** begin Provided records **

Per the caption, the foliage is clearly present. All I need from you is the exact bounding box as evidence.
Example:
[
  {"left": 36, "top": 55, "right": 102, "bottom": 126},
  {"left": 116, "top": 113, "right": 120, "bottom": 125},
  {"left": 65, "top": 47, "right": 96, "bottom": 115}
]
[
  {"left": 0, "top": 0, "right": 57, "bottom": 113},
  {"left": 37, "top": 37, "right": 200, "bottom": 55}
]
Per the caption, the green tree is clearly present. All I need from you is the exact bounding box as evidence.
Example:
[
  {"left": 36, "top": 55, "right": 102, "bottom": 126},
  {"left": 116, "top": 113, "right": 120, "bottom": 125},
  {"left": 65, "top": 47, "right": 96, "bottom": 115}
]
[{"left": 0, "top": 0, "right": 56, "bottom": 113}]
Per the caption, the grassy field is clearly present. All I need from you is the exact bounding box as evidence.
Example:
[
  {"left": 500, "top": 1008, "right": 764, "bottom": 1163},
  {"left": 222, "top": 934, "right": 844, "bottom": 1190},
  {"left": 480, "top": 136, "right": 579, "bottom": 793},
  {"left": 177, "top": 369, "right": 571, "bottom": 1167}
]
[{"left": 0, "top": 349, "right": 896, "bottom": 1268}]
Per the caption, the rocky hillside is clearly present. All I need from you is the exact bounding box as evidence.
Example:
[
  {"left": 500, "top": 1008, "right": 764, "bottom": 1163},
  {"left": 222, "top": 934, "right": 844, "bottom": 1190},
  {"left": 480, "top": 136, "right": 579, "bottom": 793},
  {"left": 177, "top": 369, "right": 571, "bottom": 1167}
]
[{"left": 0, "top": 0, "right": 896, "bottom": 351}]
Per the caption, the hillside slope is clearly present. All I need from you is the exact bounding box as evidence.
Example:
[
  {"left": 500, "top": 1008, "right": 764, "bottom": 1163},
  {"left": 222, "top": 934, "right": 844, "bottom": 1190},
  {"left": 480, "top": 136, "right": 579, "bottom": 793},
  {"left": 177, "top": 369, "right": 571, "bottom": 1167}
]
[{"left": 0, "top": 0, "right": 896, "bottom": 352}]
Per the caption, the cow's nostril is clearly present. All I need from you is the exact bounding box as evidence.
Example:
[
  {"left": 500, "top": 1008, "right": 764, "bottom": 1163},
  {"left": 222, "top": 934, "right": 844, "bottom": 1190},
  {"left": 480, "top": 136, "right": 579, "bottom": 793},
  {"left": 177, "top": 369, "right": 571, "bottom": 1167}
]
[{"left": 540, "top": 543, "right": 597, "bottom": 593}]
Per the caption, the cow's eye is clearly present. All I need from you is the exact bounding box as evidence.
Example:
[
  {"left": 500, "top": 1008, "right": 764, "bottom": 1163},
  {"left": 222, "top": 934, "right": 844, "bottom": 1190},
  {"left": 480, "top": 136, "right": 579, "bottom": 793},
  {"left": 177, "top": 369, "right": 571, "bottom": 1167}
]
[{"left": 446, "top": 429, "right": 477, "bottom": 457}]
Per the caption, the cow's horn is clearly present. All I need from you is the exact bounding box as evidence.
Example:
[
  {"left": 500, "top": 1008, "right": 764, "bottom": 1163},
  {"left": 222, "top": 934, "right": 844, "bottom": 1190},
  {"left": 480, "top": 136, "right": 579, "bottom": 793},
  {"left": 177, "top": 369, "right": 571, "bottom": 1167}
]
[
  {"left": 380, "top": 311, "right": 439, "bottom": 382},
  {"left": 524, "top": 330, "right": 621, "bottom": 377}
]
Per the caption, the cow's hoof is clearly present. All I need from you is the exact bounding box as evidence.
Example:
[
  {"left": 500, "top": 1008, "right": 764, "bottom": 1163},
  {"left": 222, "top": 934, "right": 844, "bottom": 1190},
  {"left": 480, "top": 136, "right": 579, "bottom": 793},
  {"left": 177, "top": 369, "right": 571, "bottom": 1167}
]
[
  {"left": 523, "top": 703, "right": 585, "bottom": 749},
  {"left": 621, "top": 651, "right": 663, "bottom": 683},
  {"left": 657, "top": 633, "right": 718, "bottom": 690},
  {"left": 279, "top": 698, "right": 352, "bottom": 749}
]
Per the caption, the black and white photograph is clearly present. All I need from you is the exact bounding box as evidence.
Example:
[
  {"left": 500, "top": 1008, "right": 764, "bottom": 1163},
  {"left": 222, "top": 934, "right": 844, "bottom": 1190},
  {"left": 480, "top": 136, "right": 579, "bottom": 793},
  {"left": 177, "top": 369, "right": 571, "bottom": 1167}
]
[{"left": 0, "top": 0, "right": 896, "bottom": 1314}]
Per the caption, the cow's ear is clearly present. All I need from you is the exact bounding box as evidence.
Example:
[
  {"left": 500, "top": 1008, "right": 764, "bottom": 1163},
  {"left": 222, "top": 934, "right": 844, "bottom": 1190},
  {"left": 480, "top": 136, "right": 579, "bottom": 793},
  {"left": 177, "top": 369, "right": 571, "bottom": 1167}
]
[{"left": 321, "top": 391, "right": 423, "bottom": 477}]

** end Provided records **

• **Stated task**: Copy out the records word for word, starting at the line that contains "Per the caption, the cow's ear" and going on through the end of the records.

• **Solved problem**:
Per the caption, the cow's ear is clearly present. All I need from you is the exact bounding box as evidence.
Example:
[
  {"left": 500, "top": 1008, "right": 764, "bottom": 1163},
  {"left": 222, "top": 934, "right": 844, "bottom": 1190},
  {"left": 480, "top": 136, "right": 579, "bottom": 793},
  {"left": 177, "top": 369, "right": 571, "bottom": 1167}
]
[{"left": 321, "top": 391, "right": 423, "bottom": 477}]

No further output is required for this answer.